-- PROBLEM DESCRIPTION --
Put the rows below, from the line holding "In this exercise you will locate the paved" through the line holding "<point>73,518</point>", inclusive, into a two-column CSV with the headers text and answer. Give one line per row, with each field in quotes and any line breaks inside a field replaced by spaces.

-- PROVIDED DATA --
<<<<

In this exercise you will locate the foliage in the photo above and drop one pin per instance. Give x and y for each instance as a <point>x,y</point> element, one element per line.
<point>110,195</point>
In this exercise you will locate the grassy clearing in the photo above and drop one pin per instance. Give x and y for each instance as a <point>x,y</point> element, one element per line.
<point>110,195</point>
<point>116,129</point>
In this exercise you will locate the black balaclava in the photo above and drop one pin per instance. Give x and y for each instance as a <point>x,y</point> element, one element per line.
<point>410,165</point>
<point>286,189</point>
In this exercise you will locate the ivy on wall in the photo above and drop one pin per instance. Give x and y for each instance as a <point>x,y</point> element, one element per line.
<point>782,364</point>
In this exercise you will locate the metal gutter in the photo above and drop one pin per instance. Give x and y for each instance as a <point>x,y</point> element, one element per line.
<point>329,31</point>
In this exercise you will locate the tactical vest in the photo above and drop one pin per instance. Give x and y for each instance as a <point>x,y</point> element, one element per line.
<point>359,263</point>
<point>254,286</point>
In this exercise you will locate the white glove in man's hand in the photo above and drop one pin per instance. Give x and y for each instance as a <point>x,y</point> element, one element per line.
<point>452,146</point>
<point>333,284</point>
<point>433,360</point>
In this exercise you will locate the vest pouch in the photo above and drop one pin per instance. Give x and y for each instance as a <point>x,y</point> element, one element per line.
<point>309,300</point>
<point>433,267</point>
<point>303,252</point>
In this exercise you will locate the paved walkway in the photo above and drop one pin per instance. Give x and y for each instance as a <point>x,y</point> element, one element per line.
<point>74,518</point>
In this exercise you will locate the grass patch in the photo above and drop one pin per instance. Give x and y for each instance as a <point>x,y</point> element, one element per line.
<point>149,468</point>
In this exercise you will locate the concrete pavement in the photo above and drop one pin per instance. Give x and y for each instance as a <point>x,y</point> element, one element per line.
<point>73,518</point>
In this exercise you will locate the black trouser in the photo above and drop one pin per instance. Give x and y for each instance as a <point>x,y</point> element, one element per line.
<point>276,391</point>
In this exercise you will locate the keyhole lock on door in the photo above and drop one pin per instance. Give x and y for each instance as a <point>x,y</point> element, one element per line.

>>>>

-- ANSWER TO THE PROBLEM --
text,answer
"In this exercise you will locate the paved walkway in the photo above and drop one pin per instance. Give x and y for each instance as a <point>x,y</point> element, one element per line.","<point>74,518</point>"
"In this exercise you will locate the grass patch in the photo above and drop one pin per instance. Give x and y for each instance as a <point>x,y</point> element, one element per line.","<point>149,468</point>"
"In this exercise you will locate the concrete pavement in the photo above and drop one pin per instance. Give x and y for each instance as a <point>x,y</point> element, one element per line.","<point>73,518</point>"